▸ **Tindakan yang Diperlukan**
1) Dalam teks tentang khilafah, pada tahun berapa Munas Alim Ulama NU yang memuat keputusan resmi Komisi Bahtsul Masail Al-Diniyah diadakan?
2) Salin bagian teks tentang khilafah dari "Beberapa tahun belakangan" sampai dengan "muka bumi ini." tanpa mengubah apa pun.

▸ **Kutipan Teks**
Menolak Khilafah = Menolak Ajaran Islam

Oleh : Najmah Saiidah

Beberapa tahun belakangan ini, kata khilafah kembali mencuri perhatian masyarakat Indonesia. Biidznillaah … umat Islam menjadi tidak asing lagi dengan istilah khilafah. Semakin banyak yang bertanya dan semakin banyak yang mengenal khilafah, seiring itu pula semakin banyak penjelasan tentang khilafah dan menjadi kesempatan baik bagi para pengemban dakwah yang ikhlas untuk mendakwahkan pemahaman yang benar tentang khilafah Islamiyyah ke tengah-tengah masyarakat. Tujuannya satu — mencerdaskan umat bahwa khilafah adalah ajaran Islam, khilafah adalah sistem pemerintahan yang diperintahkan Allah, wajib ditegakkan di muka bumi ini.

Namun, orang-orang yang tidak menghendaki tegaknya sistem Islam, terus berupaya mengaburkan pandangan umat Islam tentang khilafah. Memunculkan keraguan terhadap ajaran Islam. Salah satunya hasil keputusan resmi Komisi Bahtsul Masail Al-Diniyah  dalam Munas Alim Ulama NU 2014, yang kemudian diangkat kembali tanggal 20 Juni 2019  :  Al-Khilafah al-rasyidah adalah model yang sangat sesuai dengan eranya; yakni ketika kehidupan manusia belum berada di bawah naungan negara-negara bangsa (nation states). Pada saat umat manusia bernaung di bawah negara-negara bangsa maka sistem khilafah bagi umat Islam sedunia kehilangan relevansinya.   Bahkan membangkitkan kembali ide khilafah pada masa kita sekarang ini adalah sebuah utopia. (https://islam.nu.or.id/post/read/55557/ khilafah-dalam-pandangan-nu, 20 Juni 2019). Sebagian lainnya berpendapat bahwa Islam tidak menentukan sistem Pemerintahan tertentu, bahkan ada yang lancang berpendapat jika khilafah hanya rekaan para shahabat saja.

▸ **Catatan Tersimpan**
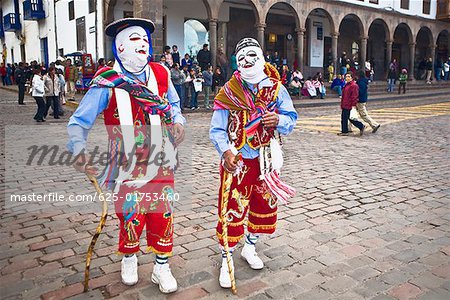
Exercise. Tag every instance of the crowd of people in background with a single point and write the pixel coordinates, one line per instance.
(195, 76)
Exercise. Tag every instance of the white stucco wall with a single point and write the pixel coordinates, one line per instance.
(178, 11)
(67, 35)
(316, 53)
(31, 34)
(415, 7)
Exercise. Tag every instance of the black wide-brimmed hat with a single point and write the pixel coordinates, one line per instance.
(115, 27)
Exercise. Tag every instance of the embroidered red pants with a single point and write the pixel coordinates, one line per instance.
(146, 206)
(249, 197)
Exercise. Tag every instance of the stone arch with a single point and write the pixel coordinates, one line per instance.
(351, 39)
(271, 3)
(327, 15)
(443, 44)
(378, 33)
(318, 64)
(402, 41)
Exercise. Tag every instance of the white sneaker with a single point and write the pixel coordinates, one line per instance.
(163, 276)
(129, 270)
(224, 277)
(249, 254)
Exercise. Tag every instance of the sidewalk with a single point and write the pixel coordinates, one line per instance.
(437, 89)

...

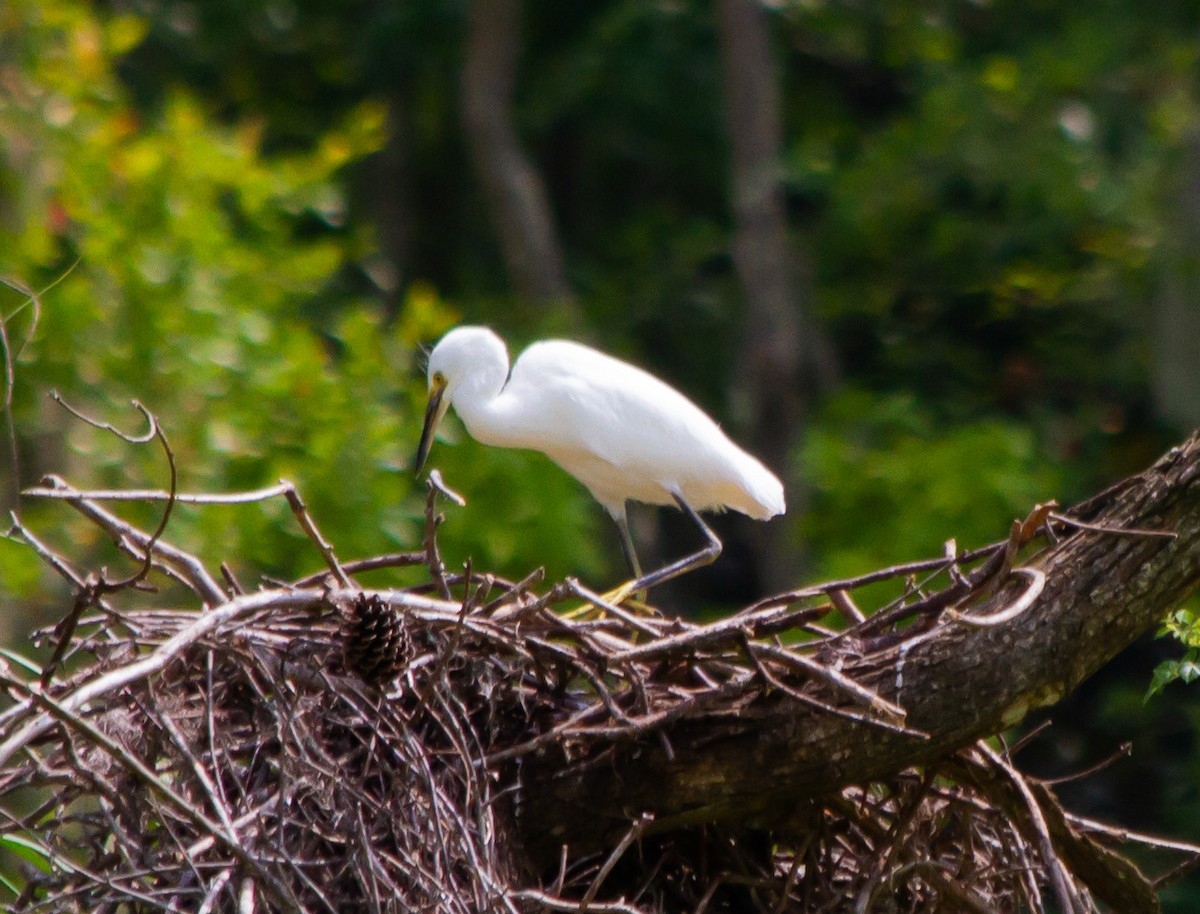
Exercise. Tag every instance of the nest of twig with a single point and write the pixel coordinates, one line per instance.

==

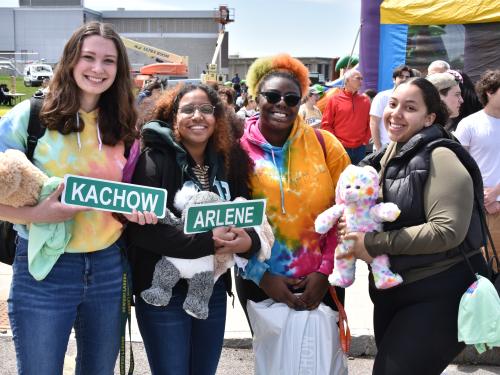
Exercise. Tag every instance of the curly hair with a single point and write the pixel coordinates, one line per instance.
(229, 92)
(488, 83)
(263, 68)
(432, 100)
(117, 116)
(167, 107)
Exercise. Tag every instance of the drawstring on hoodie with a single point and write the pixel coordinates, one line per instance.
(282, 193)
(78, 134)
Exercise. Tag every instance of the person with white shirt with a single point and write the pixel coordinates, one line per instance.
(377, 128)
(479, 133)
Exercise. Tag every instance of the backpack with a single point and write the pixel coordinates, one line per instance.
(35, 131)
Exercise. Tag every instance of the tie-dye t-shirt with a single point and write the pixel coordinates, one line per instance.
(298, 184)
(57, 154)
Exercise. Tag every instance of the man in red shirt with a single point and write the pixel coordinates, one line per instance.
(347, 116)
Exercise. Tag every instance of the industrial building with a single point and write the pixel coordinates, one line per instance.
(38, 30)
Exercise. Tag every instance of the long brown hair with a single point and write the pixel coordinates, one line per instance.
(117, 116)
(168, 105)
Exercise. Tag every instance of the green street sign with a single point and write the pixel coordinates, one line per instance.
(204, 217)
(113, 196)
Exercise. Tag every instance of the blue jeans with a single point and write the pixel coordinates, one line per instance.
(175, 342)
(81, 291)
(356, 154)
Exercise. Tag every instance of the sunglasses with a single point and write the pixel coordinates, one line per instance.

▸ **Jawaban Setiap Tugas**
1) Munas Alim Ulama NU tersebut diadakan pada tahun 2014.

2)
Beberapa tahun belakangan ini, kata khilafah kembali mencuri perhatian masyarakat Indonesia. Biidznillaah … umat Islam menjadi tidak asing lagi dengan istilah khilafah. Semakin banyak yang bertanya dan semakin banyak yang mengenal khilafah, seiring itu pula semakin banyak penjelasan tentang khilafah dan menjadi kesempatan baik bagi para pengemban dakwah yang ikhlas untuk mendakwahkan pemahaman yang benar tentang khilafah Islamiyyah ke tengah-tengah masyarakat. Tujuannya satu — mencerdaskan umat bahwa khilafah adalah ajaran Islam, khilafah adalah sistem pemerintahan yang diperintahkan Allah, wajib ditegakkan di muka bumi ini.